MATERIAL:
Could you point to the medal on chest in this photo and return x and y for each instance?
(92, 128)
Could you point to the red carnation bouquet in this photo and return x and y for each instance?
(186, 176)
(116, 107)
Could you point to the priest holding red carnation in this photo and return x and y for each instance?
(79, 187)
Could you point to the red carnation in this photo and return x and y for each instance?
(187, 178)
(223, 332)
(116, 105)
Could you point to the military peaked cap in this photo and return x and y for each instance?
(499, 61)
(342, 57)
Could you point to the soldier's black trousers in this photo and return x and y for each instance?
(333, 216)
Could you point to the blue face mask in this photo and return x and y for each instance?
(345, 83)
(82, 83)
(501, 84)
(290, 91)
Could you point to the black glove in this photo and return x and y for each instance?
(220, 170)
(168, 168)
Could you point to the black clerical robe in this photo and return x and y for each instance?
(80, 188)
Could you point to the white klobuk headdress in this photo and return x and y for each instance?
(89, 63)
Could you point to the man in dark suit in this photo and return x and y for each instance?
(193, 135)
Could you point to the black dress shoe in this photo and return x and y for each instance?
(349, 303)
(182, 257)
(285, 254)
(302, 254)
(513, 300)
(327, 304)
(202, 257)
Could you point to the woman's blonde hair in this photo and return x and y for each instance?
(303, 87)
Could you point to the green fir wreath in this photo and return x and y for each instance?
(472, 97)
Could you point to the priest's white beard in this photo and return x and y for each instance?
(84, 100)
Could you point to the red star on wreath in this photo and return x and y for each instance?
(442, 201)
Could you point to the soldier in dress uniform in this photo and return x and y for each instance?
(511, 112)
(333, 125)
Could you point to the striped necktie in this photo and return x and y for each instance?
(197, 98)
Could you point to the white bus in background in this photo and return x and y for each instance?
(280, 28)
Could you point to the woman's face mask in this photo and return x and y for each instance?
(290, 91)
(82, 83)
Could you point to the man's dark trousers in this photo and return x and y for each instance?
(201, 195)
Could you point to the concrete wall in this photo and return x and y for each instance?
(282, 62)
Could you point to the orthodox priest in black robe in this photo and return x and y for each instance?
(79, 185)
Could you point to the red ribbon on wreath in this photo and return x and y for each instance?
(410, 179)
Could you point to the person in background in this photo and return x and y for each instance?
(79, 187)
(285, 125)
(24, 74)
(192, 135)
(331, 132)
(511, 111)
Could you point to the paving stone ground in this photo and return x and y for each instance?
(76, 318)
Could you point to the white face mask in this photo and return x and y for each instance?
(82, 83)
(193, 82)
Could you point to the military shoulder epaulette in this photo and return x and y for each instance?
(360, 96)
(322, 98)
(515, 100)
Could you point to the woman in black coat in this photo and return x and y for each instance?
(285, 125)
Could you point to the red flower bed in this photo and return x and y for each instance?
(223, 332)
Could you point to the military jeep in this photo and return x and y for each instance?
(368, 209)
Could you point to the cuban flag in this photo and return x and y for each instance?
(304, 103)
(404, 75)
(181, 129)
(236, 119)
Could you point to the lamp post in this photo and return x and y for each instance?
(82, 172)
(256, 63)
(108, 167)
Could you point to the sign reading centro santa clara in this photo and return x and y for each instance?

INSTRUCTIONS TO FOLLOW:
Quote every entry above word for word, with nothing changed or left out.

ANSWER FOR THIS EXERCISE:
Could you point to the medal on chest in this photo and return x and y for each instance?
(92, 128)
Could you point to the red carnation bouquet in this photo and return x and y for each instance?
(186, 176)
(116, 107)
Could you point to the priest holding red carnation in this photo and return x and y for each instance?
(79, 187)
Could you point to the red carnation in this photo and return x and y for each instance?
(187, 178)
(223, 332)
(116, 105)
Could you point to the military peaked cap in this photo and return x and y for each instance?
(499, 61)
(342, 57)
Could you point to the soldier's black trousers in this photo and return x and y for each instance?
(333, 216)
Could you point to the blue face mask in this photo and return x and y for each instance?
(345, 83)
(82, 83)
(501, 84)
(290, 91)
Could you point to the black glove in this photo and return x and y for each instance?
(220, 170)
(168, 168)
Could you point to the black clerical robe in this photo and return x and y for each instance?
(80, 188)
Could you point to the white klobuk headdress in this photo and return x and y for each instance?
(89, 63)
Could you point to the man in dark suit in this photo and return x and y for each instance?
(193, 135)
Could you point to the black dress shoe in this photo and return x and y for each instance?
(349, 303)
(182, 257)
(285, 254)
(302, 254)
(513, 300)
(327, 304)
(202, 257)
Could you point to the woman's blonde hair in this photo and return x and y for each instance?
(303, 87)
Could you point to the green fir wreath in this photo and return x and y for each instance?
(472, 97)
Could you point to the priest's white beard in this photo and return x and y for each instance?
(84, 100)
Could you point to the red star on wreath in this photo and return x and y for each instance?
(442, 201)
Could you point to the soldier in dress uniform in this photo and return x and y for each instance?
(511, 112)
(333, 125)
Could you point to the striped necktie in this photo and return x and y for each instance?
(197, 98)
Could you point to the white bus in background in this photo and return x and y for each instance?
(280, 28)
Could you point to the woman's face mask in this photo and return x and y for each instance?
(290, 91)
(82, 83)
Could you point to the man's dark trousers in this photo and return x and y for each instance?
(201, 195)
Could you point to the concrete wall in this photo and return x and y for each instance?
(282, 62)
Could you point to the orthodox priest in black robe in this photo and return x and y for each instance?
(79, 185)
Could you point to the red ribbon on wreath in this photo and return x and y for each instance?
(410, 179)
Could you point to the person in background in this photo and return x and y for each instance?
(79, 187)
(285, 125)
(24, 74)
(192, 135)
(331, 132)
(511, 111)
Could you point to the paving stone ground in this photo and return x and y for each instance?
(76, 318)
Could you point to the white face mask in this photo and return x and y for each instance?
(82, 83)
(193, 82)
Could you point to the military shoulder epaulette in this photo and return x and y for each instance?
(360, 96)
(322, 98)
(515, 100)
Could you point to the woman in black coat in this photo and return x and y for each instance?
(285, 125)
Could you point to the red flower bed in this photo and return x and y for each instance?
(223, 332)
Could you point to the military jeep in this photo and return x and y for each instance?
(368, 209)
Could you point to the cuban flag in this photo and return x and y for each instance?
(304, 103)
(404, 75)
(181, 129)
(236, 119)
Could you point to the lamp post in this photo and return x and y for each instance?
(82, 172)
(256, 63)
(108, 167)
Could you point to the sign reading centro santa clara in this photo and return x and y for each instance?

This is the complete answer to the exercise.